Exercise =
Somewhere below are a line with "positive clicks: (1037, 247)" and a later line with "negative clicks: (1346, 441)". Output exactly those lines and all lines between them.

Segmentation mask data

****

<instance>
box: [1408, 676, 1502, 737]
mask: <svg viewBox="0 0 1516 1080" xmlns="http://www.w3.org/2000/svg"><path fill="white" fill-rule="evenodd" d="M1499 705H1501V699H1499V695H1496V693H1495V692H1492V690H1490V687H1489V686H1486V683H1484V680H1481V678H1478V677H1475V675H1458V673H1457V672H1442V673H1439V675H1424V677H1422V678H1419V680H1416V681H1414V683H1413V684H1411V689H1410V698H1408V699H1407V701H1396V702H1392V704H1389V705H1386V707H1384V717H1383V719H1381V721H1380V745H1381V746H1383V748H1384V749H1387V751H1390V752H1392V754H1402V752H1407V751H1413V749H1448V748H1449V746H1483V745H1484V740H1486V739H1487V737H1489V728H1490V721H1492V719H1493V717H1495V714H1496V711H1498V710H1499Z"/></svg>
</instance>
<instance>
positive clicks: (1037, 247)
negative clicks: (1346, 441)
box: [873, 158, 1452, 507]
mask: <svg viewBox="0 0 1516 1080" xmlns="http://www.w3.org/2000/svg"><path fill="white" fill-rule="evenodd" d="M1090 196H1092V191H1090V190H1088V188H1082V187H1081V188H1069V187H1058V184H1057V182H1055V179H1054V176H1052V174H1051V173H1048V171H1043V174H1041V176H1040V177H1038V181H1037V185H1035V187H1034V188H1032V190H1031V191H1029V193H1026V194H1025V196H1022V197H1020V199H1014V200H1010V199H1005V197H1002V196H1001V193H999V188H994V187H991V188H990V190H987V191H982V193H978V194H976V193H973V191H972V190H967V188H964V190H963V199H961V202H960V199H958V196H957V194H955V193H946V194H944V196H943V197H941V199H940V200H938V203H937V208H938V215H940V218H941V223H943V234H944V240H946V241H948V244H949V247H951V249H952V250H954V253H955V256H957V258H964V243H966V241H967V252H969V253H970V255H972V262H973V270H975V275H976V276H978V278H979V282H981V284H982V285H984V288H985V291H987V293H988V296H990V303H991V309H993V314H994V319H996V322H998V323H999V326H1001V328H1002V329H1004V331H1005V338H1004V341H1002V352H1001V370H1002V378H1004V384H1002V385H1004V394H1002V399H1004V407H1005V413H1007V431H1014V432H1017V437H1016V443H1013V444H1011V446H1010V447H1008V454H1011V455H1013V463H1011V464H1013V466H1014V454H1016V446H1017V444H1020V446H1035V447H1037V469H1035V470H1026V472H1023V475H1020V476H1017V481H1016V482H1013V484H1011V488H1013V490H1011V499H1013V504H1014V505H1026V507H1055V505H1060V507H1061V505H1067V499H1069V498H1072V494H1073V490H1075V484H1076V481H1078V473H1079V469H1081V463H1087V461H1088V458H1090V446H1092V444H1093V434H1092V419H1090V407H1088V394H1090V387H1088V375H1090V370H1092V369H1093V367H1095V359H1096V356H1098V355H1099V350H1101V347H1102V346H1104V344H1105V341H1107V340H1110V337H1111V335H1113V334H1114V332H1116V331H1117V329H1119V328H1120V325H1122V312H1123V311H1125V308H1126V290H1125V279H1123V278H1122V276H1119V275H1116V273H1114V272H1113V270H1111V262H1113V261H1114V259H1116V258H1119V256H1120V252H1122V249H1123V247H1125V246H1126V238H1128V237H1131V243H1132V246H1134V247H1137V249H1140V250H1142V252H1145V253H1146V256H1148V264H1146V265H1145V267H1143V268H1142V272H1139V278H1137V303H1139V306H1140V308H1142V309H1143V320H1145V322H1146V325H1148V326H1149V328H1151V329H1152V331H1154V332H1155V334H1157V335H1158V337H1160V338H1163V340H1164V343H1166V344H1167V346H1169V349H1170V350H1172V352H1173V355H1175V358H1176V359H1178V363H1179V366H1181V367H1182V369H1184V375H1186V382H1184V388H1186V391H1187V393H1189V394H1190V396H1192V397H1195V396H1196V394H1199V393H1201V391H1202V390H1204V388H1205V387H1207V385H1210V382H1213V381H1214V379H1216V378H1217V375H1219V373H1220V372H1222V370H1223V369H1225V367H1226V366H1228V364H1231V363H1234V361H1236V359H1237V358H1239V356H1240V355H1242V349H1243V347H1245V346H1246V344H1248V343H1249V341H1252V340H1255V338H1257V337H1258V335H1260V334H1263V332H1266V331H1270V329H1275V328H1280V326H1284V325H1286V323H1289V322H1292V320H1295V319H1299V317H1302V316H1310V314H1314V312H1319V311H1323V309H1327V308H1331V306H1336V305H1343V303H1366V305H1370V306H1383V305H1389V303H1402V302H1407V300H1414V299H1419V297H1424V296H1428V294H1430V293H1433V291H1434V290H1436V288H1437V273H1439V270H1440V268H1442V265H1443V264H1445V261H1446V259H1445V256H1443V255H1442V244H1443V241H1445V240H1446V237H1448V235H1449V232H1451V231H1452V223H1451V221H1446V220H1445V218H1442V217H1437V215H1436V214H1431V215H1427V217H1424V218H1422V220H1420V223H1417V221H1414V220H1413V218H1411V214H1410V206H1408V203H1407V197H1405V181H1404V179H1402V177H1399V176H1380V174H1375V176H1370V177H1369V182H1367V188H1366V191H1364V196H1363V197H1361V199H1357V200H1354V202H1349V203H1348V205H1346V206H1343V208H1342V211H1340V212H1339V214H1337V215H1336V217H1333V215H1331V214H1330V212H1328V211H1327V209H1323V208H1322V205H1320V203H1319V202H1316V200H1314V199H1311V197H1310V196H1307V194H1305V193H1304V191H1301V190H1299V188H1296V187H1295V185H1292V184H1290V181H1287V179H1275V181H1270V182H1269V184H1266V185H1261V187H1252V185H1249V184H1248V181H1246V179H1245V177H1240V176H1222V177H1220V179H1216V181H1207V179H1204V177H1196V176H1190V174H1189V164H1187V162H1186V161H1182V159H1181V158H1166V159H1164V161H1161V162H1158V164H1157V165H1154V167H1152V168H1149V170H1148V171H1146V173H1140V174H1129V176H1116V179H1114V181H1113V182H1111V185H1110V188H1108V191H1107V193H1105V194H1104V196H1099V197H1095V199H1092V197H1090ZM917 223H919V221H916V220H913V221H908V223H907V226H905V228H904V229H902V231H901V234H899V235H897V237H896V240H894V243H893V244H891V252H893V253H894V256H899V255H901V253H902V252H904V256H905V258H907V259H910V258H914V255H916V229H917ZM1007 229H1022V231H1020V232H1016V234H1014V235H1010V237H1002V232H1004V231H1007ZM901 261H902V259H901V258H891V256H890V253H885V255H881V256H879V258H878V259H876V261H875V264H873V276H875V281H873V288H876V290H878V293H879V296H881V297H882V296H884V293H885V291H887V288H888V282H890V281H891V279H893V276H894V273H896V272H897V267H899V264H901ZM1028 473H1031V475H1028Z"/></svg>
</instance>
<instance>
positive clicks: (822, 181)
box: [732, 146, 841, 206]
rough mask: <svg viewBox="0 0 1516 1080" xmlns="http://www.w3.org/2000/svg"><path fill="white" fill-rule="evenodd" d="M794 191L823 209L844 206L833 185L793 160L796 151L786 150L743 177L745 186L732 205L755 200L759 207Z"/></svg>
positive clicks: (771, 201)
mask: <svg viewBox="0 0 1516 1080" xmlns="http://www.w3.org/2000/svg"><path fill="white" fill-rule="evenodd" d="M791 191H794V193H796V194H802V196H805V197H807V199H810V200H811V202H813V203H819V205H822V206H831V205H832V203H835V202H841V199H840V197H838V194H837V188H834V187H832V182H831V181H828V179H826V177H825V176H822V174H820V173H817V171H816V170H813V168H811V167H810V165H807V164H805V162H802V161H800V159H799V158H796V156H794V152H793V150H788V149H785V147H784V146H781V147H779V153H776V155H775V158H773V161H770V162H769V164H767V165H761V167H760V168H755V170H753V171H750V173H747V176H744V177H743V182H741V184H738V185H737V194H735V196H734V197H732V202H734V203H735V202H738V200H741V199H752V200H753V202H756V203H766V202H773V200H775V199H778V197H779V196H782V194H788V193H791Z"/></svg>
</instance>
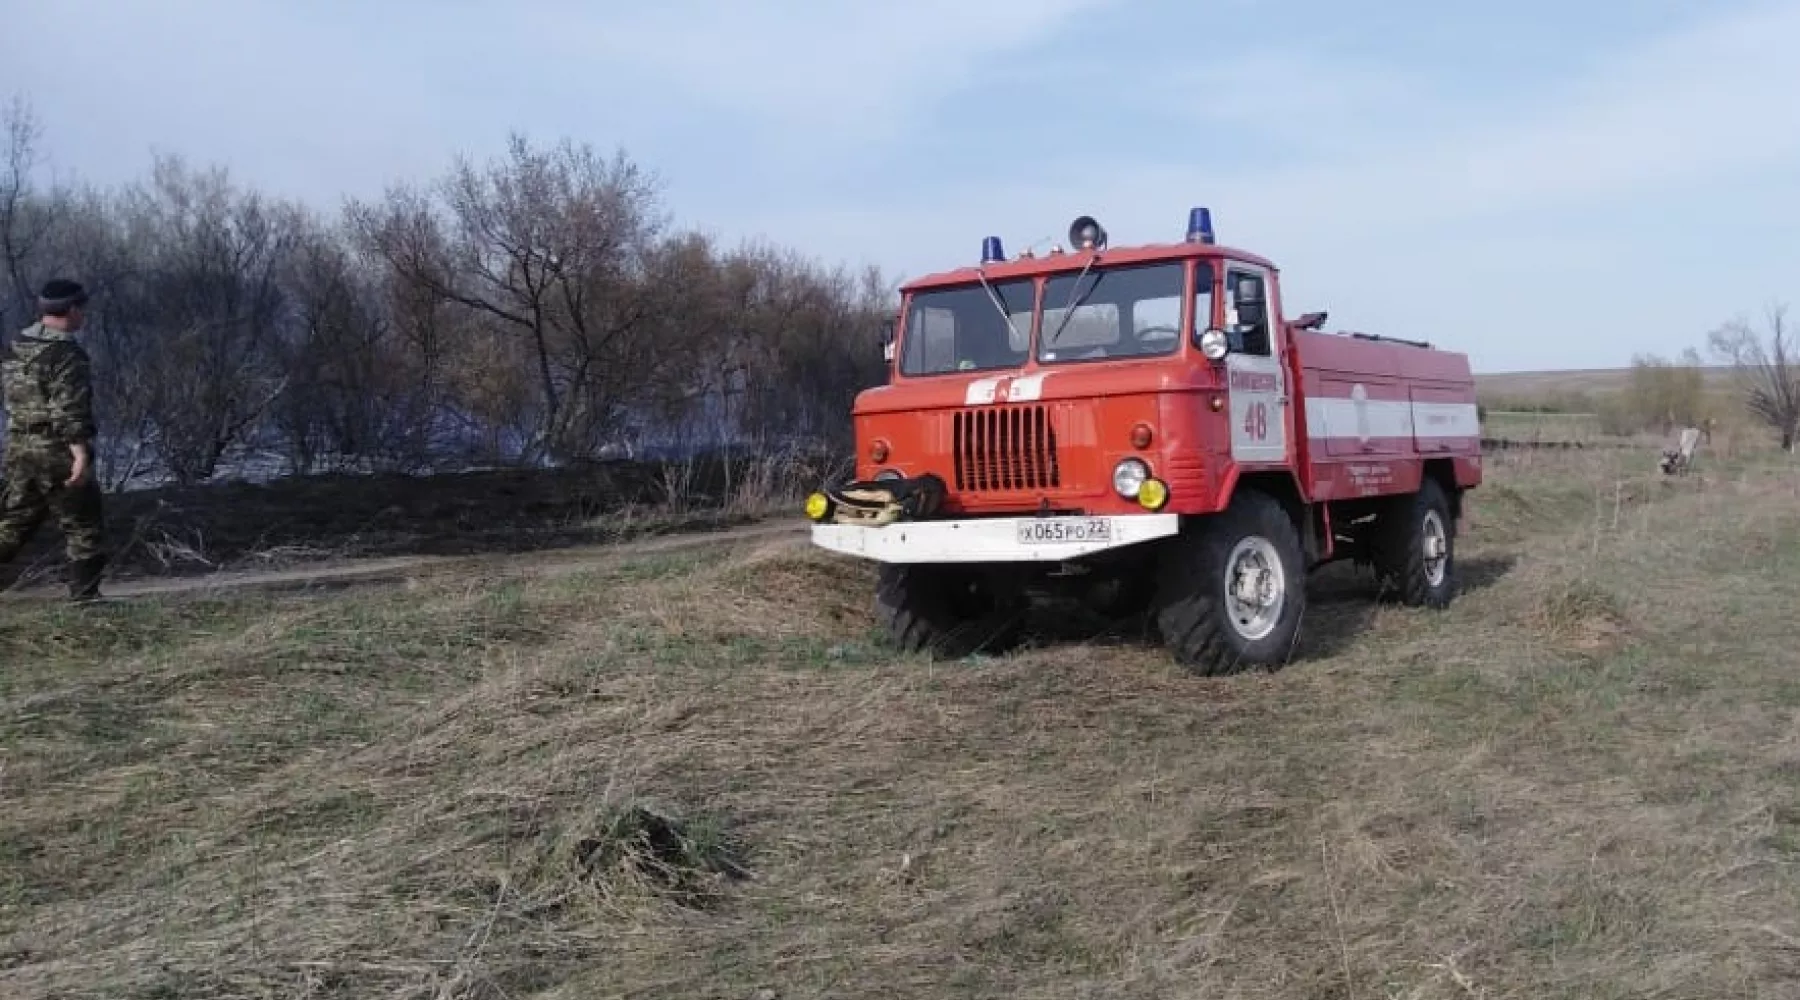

****

Answer for this exercise =
positive clicks: (1037, 247)
negative clicks: (1346, 441)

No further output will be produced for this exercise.